Home / Daerah / Kota Bengkulu / Industri Pilkada

Industri Pilkada

Jumat, 4 Sep 2020 04:40 WIB
Editor : Emzon Nurdin

Oleh : Zacky Antony 

Hari Ini, 4-6 September 2020, produk pabrik politik resmi didaftarkan ke KPU. Produk itu bernama pasangan calon. Pabriknya bernama parpol. Pasarnya adalah calon pemilih. Marketing produk pabrik parpol itu akan dilaksanakan serentak di 270 daerah. Tersebar di 9 provinsi, 224 kabupaten dan 37 kota.

Sebenarnya hanya 269 daerah, namun ada tambahan satu daerah yaitu Kota Makassar yang terpaksa diulang karena Pilkada 2018 dimenangi kotak kosong alias tanpa pemenang. 

Memilih pemimpin sejatinya bicara soal kapasitas, integritas dan rasionalitas. Kapasitas menyangkut ketokohan, kecerdasan serta kemampuan managerial.

> _Entri yang Tersedia_:
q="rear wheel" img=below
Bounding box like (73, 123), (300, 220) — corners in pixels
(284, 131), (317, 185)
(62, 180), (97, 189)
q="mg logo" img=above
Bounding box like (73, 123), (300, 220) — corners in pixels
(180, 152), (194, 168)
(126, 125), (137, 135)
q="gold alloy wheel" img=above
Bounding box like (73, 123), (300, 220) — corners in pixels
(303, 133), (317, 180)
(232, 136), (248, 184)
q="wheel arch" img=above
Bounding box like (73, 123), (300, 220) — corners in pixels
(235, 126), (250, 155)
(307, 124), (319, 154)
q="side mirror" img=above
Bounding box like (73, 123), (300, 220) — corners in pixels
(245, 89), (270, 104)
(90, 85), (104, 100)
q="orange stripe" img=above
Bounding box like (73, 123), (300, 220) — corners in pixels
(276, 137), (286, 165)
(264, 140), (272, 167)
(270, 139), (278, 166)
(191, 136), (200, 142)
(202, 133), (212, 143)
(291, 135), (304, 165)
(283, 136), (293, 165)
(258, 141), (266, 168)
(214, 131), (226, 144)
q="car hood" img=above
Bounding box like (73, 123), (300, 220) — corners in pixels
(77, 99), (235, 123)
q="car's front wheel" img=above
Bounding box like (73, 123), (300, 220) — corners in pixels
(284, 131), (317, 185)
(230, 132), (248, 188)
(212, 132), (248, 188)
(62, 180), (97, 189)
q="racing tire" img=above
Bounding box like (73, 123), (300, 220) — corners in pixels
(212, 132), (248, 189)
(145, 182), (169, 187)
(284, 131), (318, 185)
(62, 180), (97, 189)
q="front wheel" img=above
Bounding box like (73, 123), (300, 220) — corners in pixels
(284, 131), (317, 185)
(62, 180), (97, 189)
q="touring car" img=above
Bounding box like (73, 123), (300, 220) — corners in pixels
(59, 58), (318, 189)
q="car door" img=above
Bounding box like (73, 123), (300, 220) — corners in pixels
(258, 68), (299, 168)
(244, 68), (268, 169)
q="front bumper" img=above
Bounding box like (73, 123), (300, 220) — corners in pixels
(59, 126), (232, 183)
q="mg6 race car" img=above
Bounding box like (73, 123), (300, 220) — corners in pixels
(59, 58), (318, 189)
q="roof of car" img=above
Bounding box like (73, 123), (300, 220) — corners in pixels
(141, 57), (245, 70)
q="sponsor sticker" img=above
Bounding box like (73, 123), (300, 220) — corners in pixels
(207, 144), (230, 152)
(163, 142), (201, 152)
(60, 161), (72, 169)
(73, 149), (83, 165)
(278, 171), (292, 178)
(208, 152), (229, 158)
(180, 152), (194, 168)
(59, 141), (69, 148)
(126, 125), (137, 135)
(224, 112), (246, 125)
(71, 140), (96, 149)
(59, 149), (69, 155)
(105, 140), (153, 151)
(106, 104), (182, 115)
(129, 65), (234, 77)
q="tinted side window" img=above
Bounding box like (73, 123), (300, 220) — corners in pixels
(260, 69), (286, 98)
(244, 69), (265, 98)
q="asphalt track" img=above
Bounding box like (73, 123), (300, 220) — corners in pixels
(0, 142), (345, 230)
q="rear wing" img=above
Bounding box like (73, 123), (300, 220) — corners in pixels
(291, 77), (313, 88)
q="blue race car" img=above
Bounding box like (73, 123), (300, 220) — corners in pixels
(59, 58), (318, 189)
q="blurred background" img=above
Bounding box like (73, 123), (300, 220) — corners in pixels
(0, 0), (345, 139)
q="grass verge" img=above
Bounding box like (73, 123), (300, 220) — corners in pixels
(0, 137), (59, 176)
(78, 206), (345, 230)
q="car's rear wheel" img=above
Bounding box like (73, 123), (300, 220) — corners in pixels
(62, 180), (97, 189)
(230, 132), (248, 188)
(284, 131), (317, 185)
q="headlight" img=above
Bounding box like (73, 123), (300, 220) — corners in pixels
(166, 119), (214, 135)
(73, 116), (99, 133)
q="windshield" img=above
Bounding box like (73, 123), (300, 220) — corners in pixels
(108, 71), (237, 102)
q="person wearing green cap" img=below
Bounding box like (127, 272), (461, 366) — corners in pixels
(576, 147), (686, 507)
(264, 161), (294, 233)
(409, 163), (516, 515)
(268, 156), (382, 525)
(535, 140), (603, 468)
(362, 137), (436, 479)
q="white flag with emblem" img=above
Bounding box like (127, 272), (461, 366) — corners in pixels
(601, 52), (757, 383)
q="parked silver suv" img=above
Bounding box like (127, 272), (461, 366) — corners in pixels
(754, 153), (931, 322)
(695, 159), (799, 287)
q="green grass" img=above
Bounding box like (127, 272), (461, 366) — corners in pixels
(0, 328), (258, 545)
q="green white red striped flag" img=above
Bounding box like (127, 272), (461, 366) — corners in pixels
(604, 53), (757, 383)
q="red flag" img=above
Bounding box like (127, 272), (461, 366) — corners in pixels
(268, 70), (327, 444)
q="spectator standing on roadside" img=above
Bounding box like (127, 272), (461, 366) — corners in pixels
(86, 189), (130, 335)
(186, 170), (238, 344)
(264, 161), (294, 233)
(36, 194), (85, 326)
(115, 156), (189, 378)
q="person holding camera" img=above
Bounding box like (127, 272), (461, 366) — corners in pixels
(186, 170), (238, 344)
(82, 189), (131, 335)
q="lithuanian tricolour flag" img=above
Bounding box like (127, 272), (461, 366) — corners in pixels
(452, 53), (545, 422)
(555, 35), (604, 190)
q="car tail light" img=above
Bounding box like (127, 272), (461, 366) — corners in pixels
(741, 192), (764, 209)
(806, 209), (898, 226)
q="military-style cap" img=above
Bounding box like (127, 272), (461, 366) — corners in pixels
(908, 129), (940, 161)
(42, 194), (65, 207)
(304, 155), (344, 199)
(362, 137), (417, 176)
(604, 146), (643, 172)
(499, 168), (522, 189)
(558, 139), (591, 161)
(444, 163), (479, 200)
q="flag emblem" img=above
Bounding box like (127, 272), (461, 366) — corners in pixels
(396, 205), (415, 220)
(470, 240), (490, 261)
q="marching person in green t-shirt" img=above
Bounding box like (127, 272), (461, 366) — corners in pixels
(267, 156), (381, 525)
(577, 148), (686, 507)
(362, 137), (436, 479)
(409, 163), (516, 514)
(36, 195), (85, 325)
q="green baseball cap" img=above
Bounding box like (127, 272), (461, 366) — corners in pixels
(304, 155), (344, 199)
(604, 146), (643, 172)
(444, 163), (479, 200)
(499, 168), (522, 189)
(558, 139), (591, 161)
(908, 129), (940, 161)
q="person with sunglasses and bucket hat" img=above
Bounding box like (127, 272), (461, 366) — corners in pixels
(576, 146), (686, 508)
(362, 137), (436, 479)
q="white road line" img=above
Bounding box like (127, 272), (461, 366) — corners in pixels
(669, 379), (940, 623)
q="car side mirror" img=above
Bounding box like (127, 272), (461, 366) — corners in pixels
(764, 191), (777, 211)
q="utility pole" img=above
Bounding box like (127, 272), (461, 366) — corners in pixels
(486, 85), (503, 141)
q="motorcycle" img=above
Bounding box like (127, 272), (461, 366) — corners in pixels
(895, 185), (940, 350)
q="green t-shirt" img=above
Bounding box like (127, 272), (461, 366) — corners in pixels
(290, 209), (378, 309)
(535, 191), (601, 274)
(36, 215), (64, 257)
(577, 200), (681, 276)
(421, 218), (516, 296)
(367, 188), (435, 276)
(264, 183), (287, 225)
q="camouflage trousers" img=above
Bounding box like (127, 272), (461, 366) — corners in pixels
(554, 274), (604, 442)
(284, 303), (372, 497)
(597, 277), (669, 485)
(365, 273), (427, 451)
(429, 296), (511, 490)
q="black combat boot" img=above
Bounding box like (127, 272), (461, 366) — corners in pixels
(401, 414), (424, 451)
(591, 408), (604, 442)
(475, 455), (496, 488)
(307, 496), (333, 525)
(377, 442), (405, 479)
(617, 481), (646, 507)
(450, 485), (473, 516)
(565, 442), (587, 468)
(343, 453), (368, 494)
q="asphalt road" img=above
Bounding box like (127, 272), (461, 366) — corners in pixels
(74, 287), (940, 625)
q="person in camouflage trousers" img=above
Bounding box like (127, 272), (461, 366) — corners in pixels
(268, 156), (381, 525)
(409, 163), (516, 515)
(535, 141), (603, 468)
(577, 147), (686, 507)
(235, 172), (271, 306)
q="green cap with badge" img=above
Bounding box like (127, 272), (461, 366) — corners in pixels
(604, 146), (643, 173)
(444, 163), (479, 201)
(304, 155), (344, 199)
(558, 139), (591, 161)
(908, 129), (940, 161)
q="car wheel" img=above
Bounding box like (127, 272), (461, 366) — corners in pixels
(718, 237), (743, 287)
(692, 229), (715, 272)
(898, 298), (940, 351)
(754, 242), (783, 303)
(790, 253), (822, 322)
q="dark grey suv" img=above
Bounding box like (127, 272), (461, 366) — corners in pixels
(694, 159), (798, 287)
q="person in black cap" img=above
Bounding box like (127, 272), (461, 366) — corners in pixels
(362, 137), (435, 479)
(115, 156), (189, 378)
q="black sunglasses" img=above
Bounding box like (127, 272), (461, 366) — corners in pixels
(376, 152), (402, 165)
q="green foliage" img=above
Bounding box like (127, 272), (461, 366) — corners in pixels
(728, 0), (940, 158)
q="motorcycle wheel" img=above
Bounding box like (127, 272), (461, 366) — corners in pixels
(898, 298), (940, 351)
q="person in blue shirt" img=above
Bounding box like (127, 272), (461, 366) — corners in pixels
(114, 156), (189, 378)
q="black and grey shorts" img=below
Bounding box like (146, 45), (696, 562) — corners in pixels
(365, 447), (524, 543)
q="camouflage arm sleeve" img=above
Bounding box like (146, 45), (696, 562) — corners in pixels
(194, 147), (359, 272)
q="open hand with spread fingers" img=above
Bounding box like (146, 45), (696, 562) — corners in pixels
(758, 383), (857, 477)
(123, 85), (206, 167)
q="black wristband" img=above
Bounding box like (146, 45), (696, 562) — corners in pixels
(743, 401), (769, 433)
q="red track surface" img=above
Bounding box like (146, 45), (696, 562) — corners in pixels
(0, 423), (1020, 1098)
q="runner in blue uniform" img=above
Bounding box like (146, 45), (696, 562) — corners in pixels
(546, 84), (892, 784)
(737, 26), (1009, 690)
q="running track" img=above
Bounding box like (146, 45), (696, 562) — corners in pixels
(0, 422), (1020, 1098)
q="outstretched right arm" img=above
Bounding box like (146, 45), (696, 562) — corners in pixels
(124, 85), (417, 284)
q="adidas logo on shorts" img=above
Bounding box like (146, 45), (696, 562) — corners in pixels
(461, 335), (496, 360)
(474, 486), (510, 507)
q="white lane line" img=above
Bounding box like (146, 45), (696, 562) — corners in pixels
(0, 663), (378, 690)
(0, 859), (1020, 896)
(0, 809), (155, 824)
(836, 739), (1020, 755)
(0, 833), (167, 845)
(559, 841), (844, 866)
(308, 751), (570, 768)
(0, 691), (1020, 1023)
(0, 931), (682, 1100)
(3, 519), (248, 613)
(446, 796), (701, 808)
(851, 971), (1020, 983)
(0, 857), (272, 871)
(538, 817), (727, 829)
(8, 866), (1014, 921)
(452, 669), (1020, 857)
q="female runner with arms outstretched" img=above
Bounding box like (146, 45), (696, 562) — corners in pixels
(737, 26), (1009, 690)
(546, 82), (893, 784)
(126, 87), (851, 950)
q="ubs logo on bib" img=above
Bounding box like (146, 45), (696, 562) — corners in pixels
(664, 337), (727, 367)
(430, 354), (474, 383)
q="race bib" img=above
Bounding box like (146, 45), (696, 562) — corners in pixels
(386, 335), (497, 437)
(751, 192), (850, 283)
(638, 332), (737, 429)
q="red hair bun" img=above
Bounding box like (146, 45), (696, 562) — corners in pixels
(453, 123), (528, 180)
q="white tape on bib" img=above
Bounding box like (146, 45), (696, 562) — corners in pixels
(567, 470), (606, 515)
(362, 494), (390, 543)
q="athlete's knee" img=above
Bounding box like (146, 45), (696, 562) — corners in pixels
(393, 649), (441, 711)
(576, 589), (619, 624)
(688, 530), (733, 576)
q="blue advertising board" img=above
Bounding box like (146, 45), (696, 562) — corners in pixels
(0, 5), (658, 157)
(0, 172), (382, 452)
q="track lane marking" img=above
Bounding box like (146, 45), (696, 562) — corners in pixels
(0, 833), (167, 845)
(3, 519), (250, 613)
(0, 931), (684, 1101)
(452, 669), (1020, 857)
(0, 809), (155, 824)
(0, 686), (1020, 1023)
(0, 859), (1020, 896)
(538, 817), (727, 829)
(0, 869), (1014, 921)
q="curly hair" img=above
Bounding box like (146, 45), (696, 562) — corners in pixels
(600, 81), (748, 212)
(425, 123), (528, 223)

> _Daftar Tugas_:
**1)** Terjemahkan kalimat "Memilih pemimpin sejatinya bicara soal kapasitas, integritas dan rasionalitas." dari teks tentang Pilkada ke dalam bahasa Inggris.
**2)** Tolong kembalikan setiap baris entri yang memuat kata "hair". Perbedaan huruf besar dan kecil diperhitungkan.
Teks dan entri ini diambil dari sumber yang berbeda.

> _Jawaban_:
**1)** Choosing a leader is essentially a matter of capacity, integrity, and rationality.

**2)**
q="red hair bun" img=above
q="curly hair" img=above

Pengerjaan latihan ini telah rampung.